_Problem statement_. Write out the whole listing again, exactly.

_Provided information_.
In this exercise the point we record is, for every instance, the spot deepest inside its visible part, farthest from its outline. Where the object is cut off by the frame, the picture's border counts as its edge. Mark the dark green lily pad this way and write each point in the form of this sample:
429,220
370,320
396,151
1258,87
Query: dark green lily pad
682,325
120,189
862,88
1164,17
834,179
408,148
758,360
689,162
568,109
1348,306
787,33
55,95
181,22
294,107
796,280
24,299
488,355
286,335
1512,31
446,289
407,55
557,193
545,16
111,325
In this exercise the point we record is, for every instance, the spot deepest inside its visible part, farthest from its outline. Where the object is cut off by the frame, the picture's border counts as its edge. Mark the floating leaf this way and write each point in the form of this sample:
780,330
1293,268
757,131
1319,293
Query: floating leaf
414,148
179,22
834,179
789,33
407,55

_Written solution_.
In this exercise the point we record is, for every instance, the spot deepest inside its visible part, farthest from its outline. Where the object is cut off by the frame, the picture's border counts as its edge. Mark the dark green lily pad this way and write each point in the form of this sample:
429,220
370,320
396,151
1258,87
Query: dark green lily pad
682,325
120,189
862,88
1164,17
834,179
408,148
758,360
689,162
568,109
1348,306
787,33
55,95
181,22
294,107
796,280
24,299
488,355
286,335
1512,31
446,289
407,55
557,193
545,16
111,325
In this exercise the point we record is, for every instance, the spot deepest inside its visible part, farthest from its outline. Where the object is cut off by the frame, the picture's border counts as its edge. Mark the floating leaf this way and write each point in the form of this sample:
780,330
1293,268
757,131
1319,293
Query: floating leaf
414,148
179,22
834,179
789,33
407,55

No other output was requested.